> **WHAT THE TASK REQUIRES**: Please give an exact transcription of the records shown below.

> **Referring expression pointing data**:
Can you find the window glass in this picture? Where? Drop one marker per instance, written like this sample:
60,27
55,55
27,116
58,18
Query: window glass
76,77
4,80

> **EXERCISE RESULT**:
Can you find the window glass in this picture? Where? Drop one marker per instance, written like this sample:
60,27
55,55
27,116
58,18
Query: window glass
76,77
4,80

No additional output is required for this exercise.